> _DATA RECORDS_

....

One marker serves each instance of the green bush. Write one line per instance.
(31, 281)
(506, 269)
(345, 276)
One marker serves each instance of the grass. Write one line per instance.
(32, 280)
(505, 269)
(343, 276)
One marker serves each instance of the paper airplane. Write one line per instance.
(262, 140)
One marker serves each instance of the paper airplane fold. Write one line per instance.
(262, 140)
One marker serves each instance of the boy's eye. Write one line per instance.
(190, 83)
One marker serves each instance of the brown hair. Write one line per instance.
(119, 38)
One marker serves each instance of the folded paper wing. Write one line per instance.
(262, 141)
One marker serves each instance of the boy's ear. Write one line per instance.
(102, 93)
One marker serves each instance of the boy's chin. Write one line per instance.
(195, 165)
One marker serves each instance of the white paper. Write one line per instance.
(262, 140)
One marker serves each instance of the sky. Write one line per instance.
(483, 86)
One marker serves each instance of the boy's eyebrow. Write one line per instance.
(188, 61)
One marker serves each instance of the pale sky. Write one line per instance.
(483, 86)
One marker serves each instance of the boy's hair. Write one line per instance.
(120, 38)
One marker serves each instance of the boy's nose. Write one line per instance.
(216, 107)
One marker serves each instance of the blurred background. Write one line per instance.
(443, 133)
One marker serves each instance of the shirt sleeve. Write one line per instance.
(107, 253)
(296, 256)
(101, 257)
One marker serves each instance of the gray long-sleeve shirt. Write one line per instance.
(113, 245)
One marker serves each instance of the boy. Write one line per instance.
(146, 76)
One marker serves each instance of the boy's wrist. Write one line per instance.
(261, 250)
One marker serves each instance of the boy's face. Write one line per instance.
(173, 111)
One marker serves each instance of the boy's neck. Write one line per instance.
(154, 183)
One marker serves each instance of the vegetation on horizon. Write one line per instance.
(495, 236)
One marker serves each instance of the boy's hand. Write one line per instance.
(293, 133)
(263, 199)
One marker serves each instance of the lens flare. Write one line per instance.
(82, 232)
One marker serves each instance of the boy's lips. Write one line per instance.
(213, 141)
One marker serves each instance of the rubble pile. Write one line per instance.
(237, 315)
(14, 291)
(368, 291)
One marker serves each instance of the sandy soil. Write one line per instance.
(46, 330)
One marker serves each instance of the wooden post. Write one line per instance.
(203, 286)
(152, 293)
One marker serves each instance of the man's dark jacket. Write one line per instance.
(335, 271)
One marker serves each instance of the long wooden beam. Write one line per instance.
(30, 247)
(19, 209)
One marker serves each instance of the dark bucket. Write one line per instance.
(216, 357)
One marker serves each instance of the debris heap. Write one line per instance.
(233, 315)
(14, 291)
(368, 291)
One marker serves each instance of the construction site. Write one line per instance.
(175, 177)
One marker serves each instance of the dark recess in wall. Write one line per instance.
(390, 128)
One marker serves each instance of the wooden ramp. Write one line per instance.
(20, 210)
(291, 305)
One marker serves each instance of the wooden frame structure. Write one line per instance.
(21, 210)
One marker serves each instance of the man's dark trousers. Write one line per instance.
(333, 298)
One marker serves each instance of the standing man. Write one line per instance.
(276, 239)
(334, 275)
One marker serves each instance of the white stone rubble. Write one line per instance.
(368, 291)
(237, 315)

....

Output all of the data again. Match it exactly.

One marker serves each instance of the green bush. Write one line per instance.
(31, 281)
(506, 269)
(345, 276)
One marker serves each instance of the grass. Write one line per instance.
(32, 280)
(505, 269)
(343, 276)
One marker serves each instance of the paper airplane. Write one line per instance.
(262, 140)
One marker serves each instance of the paper airplane fold. Write one line per instance.
(262, 140)
One marker serves each instance of the boy's eye. Write one line per instance.
(190, 83)
One marker serves each instance of the brown hair. Write one line per instance.
(119, 38)
One marker serves each instance of the folded paper wing. Write one line per instance.
(262, 141)
One marker serves each instance of the boy's ear. Write one line per instance.
(102, 93)
One marker serves each instance of the boy's chin. Write one line per instance.
(195, 165)
One marker serves each instance of the white paper. Write one line per instance.
(262, 140)
One marker serves each instance of the sky. Write one line per instance.
(483, 86)
One marker serves each instance of the boy's eyebrow. Write one line per instance.
(188, 61)
One marker serves each instance of the pale sky. Write one line per instance.
(483, 86)
One marker serves each instance of the boy's hair. Write one line per instance.
(120, 38)
One marker serves each instance of the boy's nose. Write one line per instance.
(216, 107)
One marker serves each instance of the blurred background. Write one line per instance.
(443, 133)
One marker serves each instance of the shirt sleeve. Write one line per instance.
(107, 253)
(296, 256)
(101, 257)
One marker serves each instance of the gray long-sleeve shirt. Write one line per instance.
(113, 245)
One marker serves each instance of the boy. Write one line per instance.
(146, 76)
One marker serves each instance of the boy's wrist. Write one line per instance.
(261, 250)
One marker serves each instance of the boy's face. Write one line per instance.
(173, 111)
One marker serves each instance of the boy's neck. Write one line per instance.
(154, 183)
One marker serves each instance of the vegetation on horizon. Write one line per instance.
(495, 236)
One marker serves each instance of the boy's hand. Write one line per instance.
(293, 133)
(263, 199)
One marker serves each instance of the lens flare. Write one line per instance.
(82, 232)
One marker serves each instance of the boy's lips. Write one line per instance.
(213, 141)
One marker serves each instance of the rubble pile. Write one line per instance.
(237, 315)
(14, 291)
(368, 291)
One marker serves each instance of the sandy soil. Write one line per instance.
(46, 330)
One marker serves each instance of the wooden post. Write one line per instance.
(203, 286)
(152, 293)
One marker serves each instance of the man's dark jacket. Write one line per instance.
(335, 271)
One marker serves each instance of the long wooden beam. Write one line per instance.
(30, 247)
(19, 209)
One marker serves each instance of the dark bucket. Write one line per instance.
(216, 357)
One marker serves each instance of the debris heap. Write one line per instance.
(233, 315)
(14, 291)
(368, 291)
One marker serves each instance of the construction site. Write one line per instance.
(175, 177)
One marker serves each instance of the dark recess in wall. Write one line per instance.
(390, 128)
One marker serves each instance of the wooden ramp. Write one line per instance.
(20, 210)
(291, 305)
One marker serves each instance of the wooden frame structure. Write one line per instance.
(21, 210)
One marker serves each instance of the man's dark trousers. Write one line per instance.
(333, 298)
One marker serves each instance of the standing man. Write one line per instance.
(276, 239)
(334, 275)
One marker serves each instance of the white stone rubble. Write one line per instance.
(368, 291)
(237, 315)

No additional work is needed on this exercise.